--- Written request ---
Nothing but the lines from the one that contains "of the distant" through the end of the listing should appear, set down exactly.

--- Information shown ---
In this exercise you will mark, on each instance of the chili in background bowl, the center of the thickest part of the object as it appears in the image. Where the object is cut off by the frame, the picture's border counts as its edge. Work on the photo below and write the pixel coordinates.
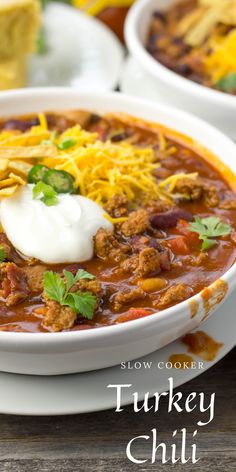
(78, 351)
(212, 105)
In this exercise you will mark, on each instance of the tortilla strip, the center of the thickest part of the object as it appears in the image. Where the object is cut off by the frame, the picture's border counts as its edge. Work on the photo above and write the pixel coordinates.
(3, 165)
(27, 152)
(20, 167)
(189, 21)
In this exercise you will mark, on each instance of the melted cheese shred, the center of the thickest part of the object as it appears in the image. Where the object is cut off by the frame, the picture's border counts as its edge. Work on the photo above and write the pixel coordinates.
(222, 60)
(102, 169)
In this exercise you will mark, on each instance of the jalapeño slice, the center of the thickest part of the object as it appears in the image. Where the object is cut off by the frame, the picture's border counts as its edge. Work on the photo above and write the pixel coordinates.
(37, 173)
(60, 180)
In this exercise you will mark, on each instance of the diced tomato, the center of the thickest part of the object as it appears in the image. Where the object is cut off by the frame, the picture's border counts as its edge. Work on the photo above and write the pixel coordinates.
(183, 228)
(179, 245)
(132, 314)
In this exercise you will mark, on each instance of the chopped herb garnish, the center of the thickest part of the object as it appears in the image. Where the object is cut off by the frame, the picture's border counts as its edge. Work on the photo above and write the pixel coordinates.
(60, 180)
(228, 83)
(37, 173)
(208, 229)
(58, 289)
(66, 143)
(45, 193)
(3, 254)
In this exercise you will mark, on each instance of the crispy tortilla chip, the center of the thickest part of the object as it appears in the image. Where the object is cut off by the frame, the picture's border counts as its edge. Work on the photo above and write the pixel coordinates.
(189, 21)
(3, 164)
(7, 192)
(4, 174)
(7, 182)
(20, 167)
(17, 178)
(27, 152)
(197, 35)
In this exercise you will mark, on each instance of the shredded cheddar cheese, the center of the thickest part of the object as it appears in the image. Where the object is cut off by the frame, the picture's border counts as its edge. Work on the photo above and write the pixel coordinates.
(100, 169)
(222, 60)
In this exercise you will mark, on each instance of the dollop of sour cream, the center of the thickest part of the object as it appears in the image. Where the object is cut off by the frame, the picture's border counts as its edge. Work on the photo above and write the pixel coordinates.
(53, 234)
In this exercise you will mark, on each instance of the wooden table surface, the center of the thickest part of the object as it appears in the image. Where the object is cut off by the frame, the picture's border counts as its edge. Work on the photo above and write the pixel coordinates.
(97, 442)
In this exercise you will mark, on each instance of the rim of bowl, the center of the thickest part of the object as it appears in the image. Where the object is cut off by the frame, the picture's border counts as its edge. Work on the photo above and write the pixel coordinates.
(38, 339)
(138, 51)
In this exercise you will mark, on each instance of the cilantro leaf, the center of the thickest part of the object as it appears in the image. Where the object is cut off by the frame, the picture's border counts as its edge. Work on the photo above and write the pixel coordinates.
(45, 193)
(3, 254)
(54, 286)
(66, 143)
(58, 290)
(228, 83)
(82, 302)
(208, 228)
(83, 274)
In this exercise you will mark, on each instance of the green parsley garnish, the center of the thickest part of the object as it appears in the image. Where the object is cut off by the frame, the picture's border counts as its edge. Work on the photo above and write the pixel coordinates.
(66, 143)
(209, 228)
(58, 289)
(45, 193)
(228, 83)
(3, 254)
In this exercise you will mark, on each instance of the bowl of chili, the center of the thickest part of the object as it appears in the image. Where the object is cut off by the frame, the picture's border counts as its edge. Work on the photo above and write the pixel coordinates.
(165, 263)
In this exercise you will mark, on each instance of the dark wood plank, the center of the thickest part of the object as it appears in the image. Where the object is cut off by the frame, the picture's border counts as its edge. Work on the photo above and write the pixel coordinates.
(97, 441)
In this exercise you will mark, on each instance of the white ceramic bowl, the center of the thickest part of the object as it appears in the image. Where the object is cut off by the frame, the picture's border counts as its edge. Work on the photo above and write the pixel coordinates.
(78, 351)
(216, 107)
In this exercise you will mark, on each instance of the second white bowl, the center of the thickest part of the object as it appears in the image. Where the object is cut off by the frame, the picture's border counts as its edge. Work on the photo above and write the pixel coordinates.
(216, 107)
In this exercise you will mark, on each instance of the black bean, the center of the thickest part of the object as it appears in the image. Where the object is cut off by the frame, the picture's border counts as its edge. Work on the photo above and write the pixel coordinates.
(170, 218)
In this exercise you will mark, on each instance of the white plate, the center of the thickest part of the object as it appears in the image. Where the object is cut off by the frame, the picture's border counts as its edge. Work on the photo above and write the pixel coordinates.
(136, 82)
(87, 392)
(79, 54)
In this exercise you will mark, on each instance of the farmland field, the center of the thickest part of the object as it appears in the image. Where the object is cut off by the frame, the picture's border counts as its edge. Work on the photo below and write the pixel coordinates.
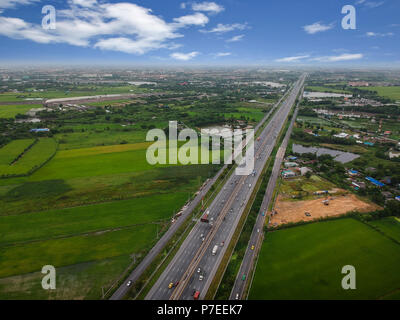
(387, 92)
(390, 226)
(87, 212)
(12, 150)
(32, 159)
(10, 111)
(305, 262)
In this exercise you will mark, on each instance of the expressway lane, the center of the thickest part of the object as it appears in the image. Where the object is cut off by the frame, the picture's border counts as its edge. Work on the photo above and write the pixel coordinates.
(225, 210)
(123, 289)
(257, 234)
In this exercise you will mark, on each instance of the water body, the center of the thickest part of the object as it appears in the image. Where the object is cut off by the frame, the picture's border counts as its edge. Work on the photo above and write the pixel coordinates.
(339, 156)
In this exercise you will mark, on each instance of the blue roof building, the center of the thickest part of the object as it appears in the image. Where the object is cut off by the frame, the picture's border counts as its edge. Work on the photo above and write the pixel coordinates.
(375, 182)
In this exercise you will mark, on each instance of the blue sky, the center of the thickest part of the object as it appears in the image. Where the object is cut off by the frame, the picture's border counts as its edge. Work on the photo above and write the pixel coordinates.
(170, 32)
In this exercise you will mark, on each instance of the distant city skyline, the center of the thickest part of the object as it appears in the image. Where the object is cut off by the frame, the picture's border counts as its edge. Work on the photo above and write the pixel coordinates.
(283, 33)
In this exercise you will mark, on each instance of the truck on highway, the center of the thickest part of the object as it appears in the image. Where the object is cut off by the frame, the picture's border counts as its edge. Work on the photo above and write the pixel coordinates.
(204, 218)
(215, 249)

--- Solution ---
In this exercise you will mark, on each instance of the distant city skyline, the center of the thickest part of the object as it appears in the image. Where the object is cut off by the frame, the picture's border counts as its edge. Work on the photo above and write the pixel coordinates.
(283, 33)
In this exercise you will mark, on each instance of the truck on highway, the center of the thickest part of the object as it appears in the image. Where the object is cut off by the frame, the picture's border counts as its edge. Work on the photo above and write the pixel coordinates.
(204, 218)
(215, 249)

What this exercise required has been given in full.